____ Material for the task

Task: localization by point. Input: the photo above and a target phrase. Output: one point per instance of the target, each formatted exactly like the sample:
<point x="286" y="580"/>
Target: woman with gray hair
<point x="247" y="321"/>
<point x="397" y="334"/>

________

--- Task objective ---
Word for word, restate each of the records above.

--- Reply ---
Task: localization by point. Input: the photo above and a target phrase. Output: one point per instance of the target, each formatted exactly like the sample:
<point x="286" y="580"/>
Target: woman with gray hair
<point x="247" y="321"/>
<point x="397" y="334"/>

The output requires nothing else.